• **TASK DETAILS**: Every line holding "vertical" should be copied from the records below.

• **RECORD EXTRACTS**:
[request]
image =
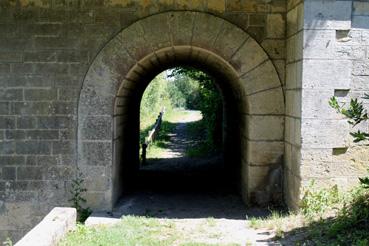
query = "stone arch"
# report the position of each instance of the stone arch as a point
(124, 67)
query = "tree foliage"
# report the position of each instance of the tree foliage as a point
(356, 114)
(201, 93)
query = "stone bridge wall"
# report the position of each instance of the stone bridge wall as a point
(47, 47)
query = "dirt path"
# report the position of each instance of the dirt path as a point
(179, 140)
(192, 194)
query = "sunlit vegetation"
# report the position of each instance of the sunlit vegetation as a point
(177, 89)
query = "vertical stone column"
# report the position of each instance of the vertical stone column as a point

• **EXERCISE OUTPUT**:
query = "vertical stone column"
# report the position of each instance of the vertical stone column as a point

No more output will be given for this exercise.